それにしても日本語にド直球訳したザッパさん以外は原題をカタカナ読みしただけ。
“Hello? Hello? Anybody home?“と担当者の頭をknock knockしたくなります。
これらの事例を参考に今後の改悪が危惧されるタイトルをいくつか挙げてみましょう。
アーティスト | 原題 | 現邦題 | 予想邦題 |
---|---|---|---|
ピンク・フロイド | The Dark Side of the Moon | 狂気 | 月の裏側 |
ピンク・フロイド | Meddle | おせっかい | 親切 |
イーグルス | Desperado | ならず者 | 無頼漢 |
ザ・ローリング・ストーンズ | Tattoo You | 刺青の男 | モンモンショッタイイオトコ |
ジェネシス | Trespass | 侵入 | オジャマシマンニャワ |
クイーン | Queen | 戦慄の王女 | 女王様 |
EL&P | Brain Salad Surgery | 恐怖の頭脳改革 | 脳塩手術:原子心母に捧ぐ |
狂気の/おせっかいな/ならず者の/入れ墨の男の/侵入する/王女の/頭脳改革された方々の「差別だぁ!」抗議が心配ですもの。
担当者は今夜も♬眠~れな~い夜♬を過ごすのね。
知らんけど。
そんなこんなで、近年の担当者は責任回避のため邦題を考えること自体を放棄したようです。
例えばフケ顔かわい子ちゃんサブリナ・カーペンターの最新アルバム全12曲を見てみましょう。
アルバムも曲も全て原題をカタカナにしただけ。
なんとも潔い、というかもはや職務放棄やろ。
まぁピンク・フロイドの”Atom Heart Mother“のような意味不明過ぎる原題が出現しても困るしね。
ド直球訳『原子心母』と名付けた当時の担当者の心中をお察しします。

◆ ◆ ◆ ◆ ◆ ◆ ◆

作成するもの — 邦題についての本文にある「そんなこんなで、近年の担当者は責任回避のため邦題を考えること自体を放棄したようです。」という一文を英語に訳すと、どうなりますか？ この後に続く行は、本文の内容とは関係がありません。

提供情報 —
◆ ◆ ◆ ◆ ◆ ◆ ◆

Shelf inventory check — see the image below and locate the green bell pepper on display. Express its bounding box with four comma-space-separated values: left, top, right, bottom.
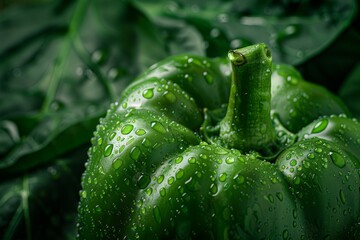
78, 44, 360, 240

◆ ◆ ◆ ◆ ◆ ◆ ◆

あなたの回答 — And so, it seems that in recent years the people in charge have given up on coming up with Japanese titles altogether, in order to avoid responsibility.